▶ _PAGE EXCERPT_:
..............................
Returning to Moscow, to his loveless marriage and his daily routine, working by day and socializing by night, Gurov expects to soon forget young Anna, but to his surprise, her memory haunts him. Unexpectedly, he falls deeply in love for the first time, after many affairs and just as he is approaching middle age. He feels that he must see Anna, despite the obvious complications. On the ruse of going to St. Petersburg to attend to personal business, he sets off to Anna's hometown to find her. Learning the location of the family's residence from a hotel porter, he finds the house, only to realize that it would be unwise to intrude. In despair, he rationalizes that Anna has probably forgotten him and found someone else, and heads back to his hotel.

In the evening, he remembers having seen a sign earlier in the day announcing the opening performance of The Geisha. Reasoning that Anna and her husband might attend, he goes to the theater. The couple enters and he watches intently. When the husband goes out for a smoke during the first interval, Gurov greets Anna, who is bewildered and runs from him. After following her through the theater, he confronts her and she confides that she has been thinking of him constantly. Frightened, she begs him to leave and promises to see him in Moscow.

Anna makes excuses to travel to Moscow, telling her husband that she is going there to see a doctor, which he "believes and does not believe". The pair are now fully aware that for the first time in their lives they have actually fallen in love, and they both wonder how they might overcome the many challenges that face them and achieve their fervent wish to spend their lives together. They desperately try to come up with a plan, but the story ends without offering a resolution:They … talked of how to avoid the necessity for secrecy, for deception, for living in different towns and not seeing each other for long stretches of time … and it was clear to both of them that … the most complicated and difficult part of their journey was just beginning.

== Interpretations ==
The story can be seen as "Gurov's spiritual journey—his transformation from a connoisseur of women to a man tenderly devoted to a single ordinary woman." The story can also be seen as "playing with the paradox that a lie—a husband deceiving a wife or a wife deceiving a husband—can be the fulcrum of truth of feeling, a vehicle of authenticity."

Maxim Gorky, a Russian writer from a working-class background, saw the importance of the story as a wake-up call to people "to let go of sleepy, half-dead existence."

Robert Fulford offers yet another interpretation of the story:

What Chekhov says in this sophisticated parable is that love radically alters the landscape of existence. When touched by love, we know the world in a different way. Love changes the inner landscape, too. Under the pressure of love, Gurov looks inside himself and sees someone he has not known before, someone capable of feelings that he barely knew existed.

Nabokov wrote about the unconventional ending:

All the traditional rules ... have been broken in this wonderful short story ... no problem, no regular climax, no point at the end. And it is one of the greatest stories ever written.
..............................
▶ _STORED RECORDS_:
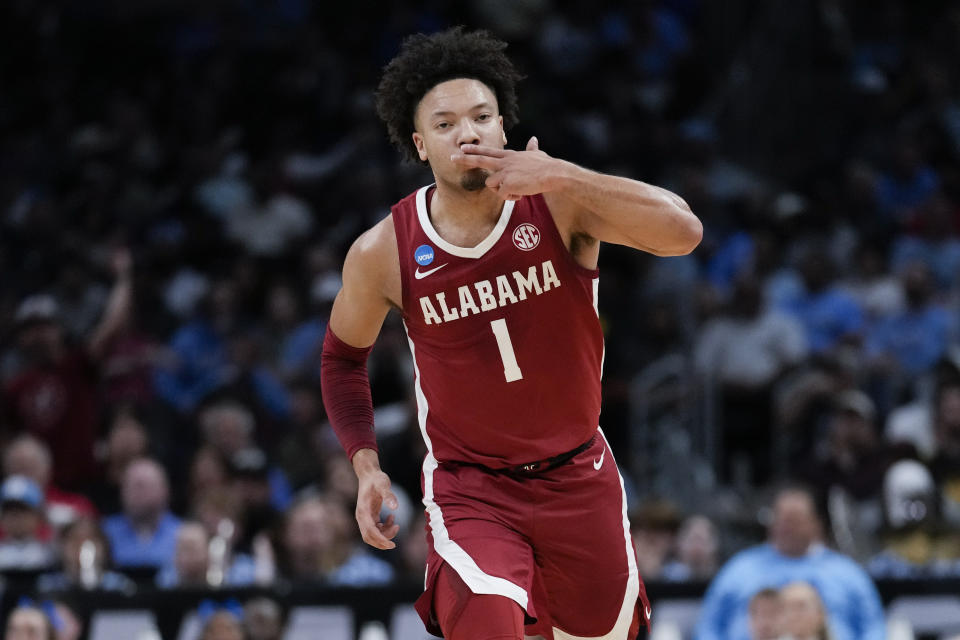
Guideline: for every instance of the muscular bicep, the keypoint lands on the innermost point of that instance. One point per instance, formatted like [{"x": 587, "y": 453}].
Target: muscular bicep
[{"x": 369, "y": 276}]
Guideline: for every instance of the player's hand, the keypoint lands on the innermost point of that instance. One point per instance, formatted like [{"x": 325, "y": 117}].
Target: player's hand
[
  {"x": 373, "y": 492},
  {"x": 513, "y": 174}
]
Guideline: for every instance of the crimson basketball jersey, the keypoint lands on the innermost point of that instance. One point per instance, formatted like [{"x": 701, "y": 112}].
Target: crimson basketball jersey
[{"x": 506, "y": 341}]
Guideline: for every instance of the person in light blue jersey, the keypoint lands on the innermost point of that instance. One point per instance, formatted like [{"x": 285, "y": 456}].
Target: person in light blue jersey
[{"x": 794, "y": 552}]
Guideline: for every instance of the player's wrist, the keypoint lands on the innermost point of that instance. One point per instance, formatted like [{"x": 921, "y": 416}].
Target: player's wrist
[
  {"x": 563, "y": 176},
  {"x": 365, "y": 462}
]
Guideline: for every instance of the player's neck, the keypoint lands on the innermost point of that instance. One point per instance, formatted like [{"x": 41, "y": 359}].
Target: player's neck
[{"x": 457, "y": 207}]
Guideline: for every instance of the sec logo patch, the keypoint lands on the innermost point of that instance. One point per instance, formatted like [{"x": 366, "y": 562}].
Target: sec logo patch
[
  {"x": 423, "y": 255},
  {"x": 526, "y": 237}
]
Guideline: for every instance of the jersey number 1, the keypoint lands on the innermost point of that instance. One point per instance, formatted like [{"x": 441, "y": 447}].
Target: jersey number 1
[{"x": 511, "y": 370}]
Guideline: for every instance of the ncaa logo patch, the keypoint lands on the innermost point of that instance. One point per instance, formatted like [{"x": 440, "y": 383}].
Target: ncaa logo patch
[
  {"x": 423, "y": 255},
  {"x": 526, "y": 237}
]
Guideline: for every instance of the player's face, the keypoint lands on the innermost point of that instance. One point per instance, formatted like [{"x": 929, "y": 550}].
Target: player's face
[{"x": 454, "y": 113}]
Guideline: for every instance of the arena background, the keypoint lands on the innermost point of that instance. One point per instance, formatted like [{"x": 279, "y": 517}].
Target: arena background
[{"x": 215, "y": 159}]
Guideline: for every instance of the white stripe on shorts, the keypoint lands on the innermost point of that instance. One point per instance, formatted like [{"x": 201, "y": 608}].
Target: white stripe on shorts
[
  {"x": 454, "y": 555},
  {"x": 632, "y": 592}
]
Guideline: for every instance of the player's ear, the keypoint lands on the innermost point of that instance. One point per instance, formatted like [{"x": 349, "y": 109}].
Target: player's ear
[{"x": 418, "y": 143}]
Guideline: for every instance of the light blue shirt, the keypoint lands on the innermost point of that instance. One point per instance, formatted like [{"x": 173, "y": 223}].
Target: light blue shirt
[
  {"x": 132, "y": 550},
  {"x": 853, "y": 605},
  {"x": 827, "y": 317},
  {"x": 915, "y": 338}
]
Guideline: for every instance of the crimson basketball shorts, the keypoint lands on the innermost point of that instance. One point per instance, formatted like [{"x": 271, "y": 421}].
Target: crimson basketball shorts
[{"x": 557, "y": 543}]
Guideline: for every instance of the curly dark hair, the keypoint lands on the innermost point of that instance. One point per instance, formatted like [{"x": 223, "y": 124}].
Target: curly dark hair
[{"x": 426, "y": 61}]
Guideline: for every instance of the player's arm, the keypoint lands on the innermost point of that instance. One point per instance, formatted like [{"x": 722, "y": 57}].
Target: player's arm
[
  {"x": 587, "y": 203},
  {"x": 370, "y": 279}
]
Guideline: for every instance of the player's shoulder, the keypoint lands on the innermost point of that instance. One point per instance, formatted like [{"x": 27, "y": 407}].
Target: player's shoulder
[
  {"x": 373, "y": 259},
  {"x": 379, "y": 242}
]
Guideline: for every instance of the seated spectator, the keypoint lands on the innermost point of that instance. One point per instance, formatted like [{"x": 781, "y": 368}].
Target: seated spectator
[
  {"x": 298, "y": 453},
  {"x": 55, "y": 395},
  {"x": 126, "y": 441},
  {"x": 934, "y": 243},
  {"x": 654, "y": 527},
  {"x": 830, "y": 316},
  {"x": 263, "y": 619},
  {"x": 30, "y": 457},
  {"x": 766, "y": 613},
  {"x": 193, "y": 566},
  {"x": 319, "y": 544},
  {"x": 909, "y": 343},
  {"x": 851, "y": 465},
  {"x": 803, "y": 615},
  {"x": 199, "y": 363},
  {"x": 21, "y": 518},
  {"x": 945, "y": 463},
  {"x": 84, "y": 561},
  {"x": 229, "y": 428},
  {"x": 221, "y": 622},
  {"x": 916, "y": 543},
  {"x": 144, "y": 534},
  {"x": 794, "y": 552},
  {"x": 878, "y": 292},
  {"x": 250, "y": 478},
  {"x": 746, "y": 351},
  {"x": 27, "y": 622},
  {"x": 697, "y": 549}
]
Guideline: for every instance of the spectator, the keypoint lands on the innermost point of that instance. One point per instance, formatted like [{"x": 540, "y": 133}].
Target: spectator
[
  {"x": 909, "y": 343},
  {"x": 878, "y": 292},
  {"x": 29, "y": 623},
  {"x": 803, "y": 615},
  {"x": 794, "y": 552},
  {"x": 318, "y": 544},
  {"x": 945, "y": 463},
  {"x": 126, "y": 441},
  {"x": 851, "y": 466},
  {"x": 263, "y": 490},
  {"x": 909, "y": 183},
  {"x": 654, "y": 528},
  {"x": 21, "y": 518},
  {"x": 144, "y": 534},
  {"x": 299, "y": 452},
  {"x": 263, "y": 619},
  {"x": 221, "y": 622},
  {"x": 199, "y": 361},
  {"x": 191, "y": 565},
  {"x": 84, "y": 561},
  {"x": 55, "y": 396},
  {"x": 766, "y": 613},
  {"x": 830, "y": 316},
  {"x": 697, "y": 549},
  {"x": 745, "y": 352},
  {"x": 30, "y": 457},
  {"x": 915, "y": 542}
]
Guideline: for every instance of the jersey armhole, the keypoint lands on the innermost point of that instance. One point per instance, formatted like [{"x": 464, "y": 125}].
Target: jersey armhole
[
  {"x": 539, "y": 205},
  {"x": 400, "y": 232}
]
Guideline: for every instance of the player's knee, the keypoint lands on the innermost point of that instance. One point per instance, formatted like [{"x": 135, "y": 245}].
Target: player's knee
[{"x": 468, "y": 616}]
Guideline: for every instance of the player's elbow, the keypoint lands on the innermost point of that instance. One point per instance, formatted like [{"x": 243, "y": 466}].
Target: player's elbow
[{"x": 686, "y": 234}]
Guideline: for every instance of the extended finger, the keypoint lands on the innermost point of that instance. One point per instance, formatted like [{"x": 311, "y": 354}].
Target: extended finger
[
  {"x": 494, "y": 179},
  {"x": 371, "y": 533},
  {"x": 390, "y": 499},
  {"x": 483, "y": 150},
  {"x": 474, "y": 160}
]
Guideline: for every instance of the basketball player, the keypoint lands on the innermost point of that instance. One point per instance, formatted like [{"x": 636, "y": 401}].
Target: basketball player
[{"x": 494, "y": 270}]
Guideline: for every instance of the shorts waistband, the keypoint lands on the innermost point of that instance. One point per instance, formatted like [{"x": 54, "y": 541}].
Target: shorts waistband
[{"x": 537, "y": 466}]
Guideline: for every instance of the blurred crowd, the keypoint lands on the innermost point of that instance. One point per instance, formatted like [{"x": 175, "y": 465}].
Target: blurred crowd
[{"x": 179, "y": 183}]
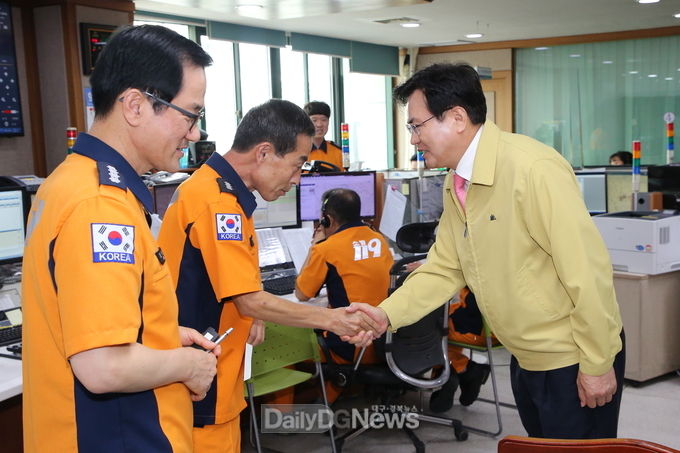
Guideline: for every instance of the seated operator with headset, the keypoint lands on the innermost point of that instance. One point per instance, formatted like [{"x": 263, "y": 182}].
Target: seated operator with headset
[
  {"x": 353, "y": 261},
  {"x": 322, "y": 149}
]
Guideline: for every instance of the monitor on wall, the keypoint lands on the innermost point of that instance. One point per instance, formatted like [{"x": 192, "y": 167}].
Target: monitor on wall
[
  {"x": 283, "y": 212},
  {"x": 13, "y": 213},
  {"x": 594, "y": 190},
  {"x": 11, "y": 122}
]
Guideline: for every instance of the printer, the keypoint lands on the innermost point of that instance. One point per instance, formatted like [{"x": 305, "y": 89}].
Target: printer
[{"x": 642, "y": 242}]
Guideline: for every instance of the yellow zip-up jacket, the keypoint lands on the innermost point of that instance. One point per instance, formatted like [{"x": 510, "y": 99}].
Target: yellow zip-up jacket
[{"x": 529, "y": 251}]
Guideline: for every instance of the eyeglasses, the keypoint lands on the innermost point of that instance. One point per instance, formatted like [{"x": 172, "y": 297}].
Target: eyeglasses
[
  {"x": 193, "y": 117},
  {"x": 413, "y": 128}
]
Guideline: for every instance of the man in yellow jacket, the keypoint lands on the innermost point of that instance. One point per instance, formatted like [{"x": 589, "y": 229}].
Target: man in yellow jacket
[{"x": 515, "y": 230}]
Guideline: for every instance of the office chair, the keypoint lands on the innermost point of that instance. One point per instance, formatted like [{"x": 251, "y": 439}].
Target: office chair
[
  {"x": 487, "y": 348},
  {"x": 283, "y": 346},
  {"x": 520, "y": 444}
]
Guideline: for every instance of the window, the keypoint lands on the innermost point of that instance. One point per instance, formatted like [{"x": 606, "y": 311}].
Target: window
[
  {"x": 591, "y": 100},
  {"x": 366, "y": 105},
  {"x": 321, "y": 88},
  {"x": 241, "y": 78},
  {"x": 292, "y": 84}
]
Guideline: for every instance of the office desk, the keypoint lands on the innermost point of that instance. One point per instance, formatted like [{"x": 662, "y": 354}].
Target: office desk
[
  {"x": 10, "y": 399},
  {"x": 650, "y": 309}
]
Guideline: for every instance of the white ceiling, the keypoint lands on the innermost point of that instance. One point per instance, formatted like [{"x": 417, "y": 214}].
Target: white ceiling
[{"x": 444, "y": 22}]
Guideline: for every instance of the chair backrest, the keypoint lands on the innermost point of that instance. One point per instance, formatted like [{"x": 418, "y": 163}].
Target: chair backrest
[
  {"x": 283, "y": 346},
  {"x": 415, "y": 349},
  {"x": 519, "y": 444},
  {"x": 416, "y": 237}
]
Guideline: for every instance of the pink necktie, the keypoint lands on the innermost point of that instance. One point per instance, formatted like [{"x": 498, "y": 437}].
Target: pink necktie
[{"x": 459, "y": 187}]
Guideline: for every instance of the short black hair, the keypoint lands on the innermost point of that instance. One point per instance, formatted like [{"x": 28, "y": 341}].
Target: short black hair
[
  {"x": 146, "y": 57},
  {"x": 445, "y": 86},
  {"x": 318, "y": 108},
  {"x": 276, "y": 121},
  {"x": 625, "y": 156},
  {"x": 344, "y": 205}
]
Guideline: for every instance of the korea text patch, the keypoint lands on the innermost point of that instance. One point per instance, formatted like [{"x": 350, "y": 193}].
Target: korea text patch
[
  {"x": 229, "y": 227},
  {"x": 113, "y": 243}
]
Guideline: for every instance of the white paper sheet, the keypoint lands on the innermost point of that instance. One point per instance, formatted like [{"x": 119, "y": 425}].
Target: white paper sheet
[
  {"x": 247, "y": 359},
  {"x": 393, "y": 213},
  {"x": 298, "y": 241}
]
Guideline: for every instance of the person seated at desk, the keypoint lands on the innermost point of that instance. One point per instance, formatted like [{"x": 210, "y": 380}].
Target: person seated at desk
[
  {"x": 322, "y": 149},
  {"x": 351, "y": 259},
  {"x": 208, "y": 237},
  {"x": 621, "y": 158}
]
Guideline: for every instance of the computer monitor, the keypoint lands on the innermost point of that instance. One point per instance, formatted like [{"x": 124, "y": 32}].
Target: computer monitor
[
  {"x": 13, "y": 213},
  {"x": 162, "y": 195},
  {"x": 313, "y": 186},
  {"x": 283, "y": 212},
  {"x": 594, "y": 191},
  {"x": 666, "y": 179}
]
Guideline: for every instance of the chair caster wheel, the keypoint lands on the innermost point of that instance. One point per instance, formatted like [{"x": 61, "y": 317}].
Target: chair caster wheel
[{"x": 461, "y": 434}]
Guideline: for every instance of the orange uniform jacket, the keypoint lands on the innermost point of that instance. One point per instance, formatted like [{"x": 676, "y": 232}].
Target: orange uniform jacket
[
  {"x": 354, "y": 263},
  {"x": 208, "y": 238},
  {"x": 328, "y": 152},
  {"x": 94, "y": 277}
]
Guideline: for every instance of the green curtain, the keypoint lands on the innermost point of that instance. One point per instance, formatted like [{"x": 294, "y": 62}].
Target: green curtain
[{"x": 591, "y": 100}]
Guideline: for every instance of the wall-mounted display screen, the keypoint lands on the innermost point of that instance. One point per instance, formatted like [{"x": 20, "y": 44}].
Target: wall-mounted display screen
[{"x": 11, "y": 122}]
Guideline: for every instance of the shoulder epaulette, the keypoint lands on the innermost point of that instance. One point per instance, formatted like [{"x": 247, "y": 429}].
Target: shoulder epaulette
[
  {"x": 225, "y": 186},
  {"x": 110, "y": 176}
]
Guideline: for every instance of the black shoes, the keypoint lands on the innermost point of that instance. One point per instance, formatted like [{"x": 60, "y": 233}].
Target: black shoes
[
  {"x": 442, "y": 399},
  {"x": 471, "y": 381}
]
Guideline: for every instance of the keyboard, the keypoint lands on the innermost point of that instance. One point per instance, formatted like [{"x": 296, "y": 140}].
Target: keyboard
[
  {"x": 9, "y": 335},
  {"x": 280, "y": 285}
]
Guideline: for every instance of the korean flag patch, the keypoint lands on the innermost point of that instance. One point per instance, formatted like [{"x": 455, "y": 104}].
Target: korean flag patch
[
  {"x": 113, "y": 243},
  {"x": 229, "y": 227}
]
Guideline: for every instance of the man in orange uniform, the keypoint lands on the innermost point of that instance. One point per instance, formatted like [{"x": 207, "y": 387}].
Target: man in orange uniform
[
  {"x": 351, "y": 259},
  {"x": 465, "y": 325},
  {"x": 322, "y": 149},
  {"x": 209, "y": 238},
  {"x": 104, "y": 369}
]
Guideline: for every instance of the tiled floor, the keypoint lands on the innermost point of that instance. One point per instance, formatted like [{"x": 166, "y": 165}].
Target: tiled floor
[{"x": 650, "y": 412}]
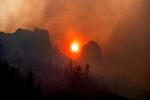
..............................
▶ _TO-DO LIST_:
1) Answer these questions using the Chekhov story summary:
(a) What excuse does Gurov give for leaving Moscow?
(b) What performance is announced on the sign Gurov remembers seeing?
(c) What reason does Anna give her husband for traveling to Moscow?
2) Duplicate the part of the Chekhov story summary between "Anna makes excuses" and "was just beginning.", inclusive.

▶ _PER-TASK OUTPUTS_:
1)
(a) He claims he is going to St. Petersburg to attend to personal business.
(b) The opening performance of The Geisha.
(c) She tells him she is going to see a doctor.

2)
Anna makes excuses to travel to Moscow, telling her husband that she is going there to see a doctor, which he "believes and does not believe". The pair are now fully aware that for the first time in their lives they have actually fallen in love, and they both wonder how they might overcome the many challenges that face them and achieve their fervent wish to spend their lives together. They desperately try to come up with a plan, but the story ends without offering a resolution:They … talked of how to avoid the necessity for secrecy, for deception, for living in different towns and not seeing each other for long stretches of time … and it was clear to both of them that … the most complicated and difficult part of their journey was just beginning.